> SUPPLIED ENTRIES
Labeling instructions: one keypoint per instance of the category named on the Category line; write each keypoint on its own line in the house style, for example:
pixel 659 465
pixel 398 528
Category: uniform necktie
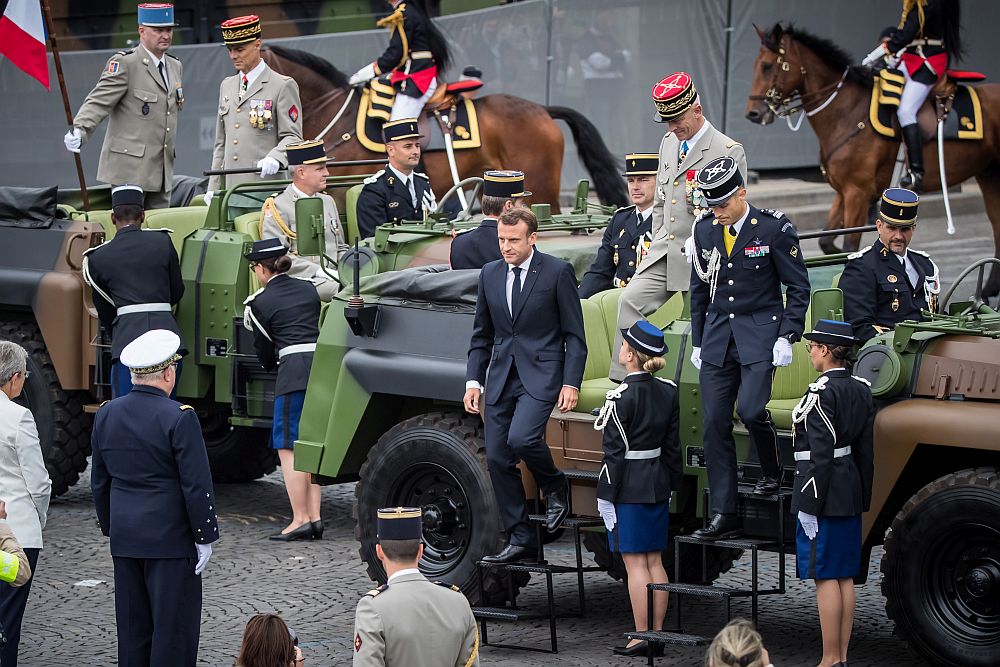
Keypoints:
pixel 730 239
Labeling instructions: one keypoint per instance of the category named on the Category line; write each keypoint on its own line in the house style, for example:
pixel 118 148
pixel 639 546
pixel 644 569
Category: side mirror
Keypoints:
pixel 309 226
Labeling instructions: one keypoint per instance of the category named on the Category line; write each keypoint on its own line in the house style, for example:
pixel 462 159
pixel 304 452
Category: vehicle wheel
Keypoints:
pixel 941 569
pixel 437 462
pixel 63 426
pixel 235 453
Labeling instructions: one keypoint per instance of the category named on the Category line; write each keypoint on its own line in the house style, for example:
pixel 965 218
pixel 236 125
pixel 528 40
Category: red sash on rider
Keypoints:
pixel 422 79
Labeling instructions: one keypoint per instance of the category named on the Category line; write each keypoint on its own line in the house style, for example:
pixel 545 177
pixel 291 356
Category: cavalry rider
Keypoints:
pixel 417 51
pixel 927 38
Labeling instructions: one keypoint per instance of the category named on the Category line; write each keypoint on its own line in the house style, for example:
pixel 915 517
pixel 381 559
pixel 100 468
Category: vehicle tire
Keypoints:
pixel 437 461
pixel 235 453
pixel 941 570
pixel 63 426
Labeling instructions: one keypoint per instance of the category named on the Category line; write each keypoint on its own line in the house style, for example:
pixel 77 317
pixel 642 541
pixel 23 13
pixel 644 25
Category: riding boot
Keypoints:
pixel 914 156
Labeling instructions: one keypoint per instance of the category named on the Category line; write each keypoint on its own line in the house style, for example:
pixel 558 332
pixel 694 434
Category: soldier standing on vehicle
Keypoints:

> ACTIVITY
If a line in the data above holds the string "rider", report that line.

> EXERCISE SOLUTION
Category: red sash on rider
Category: cavalry rider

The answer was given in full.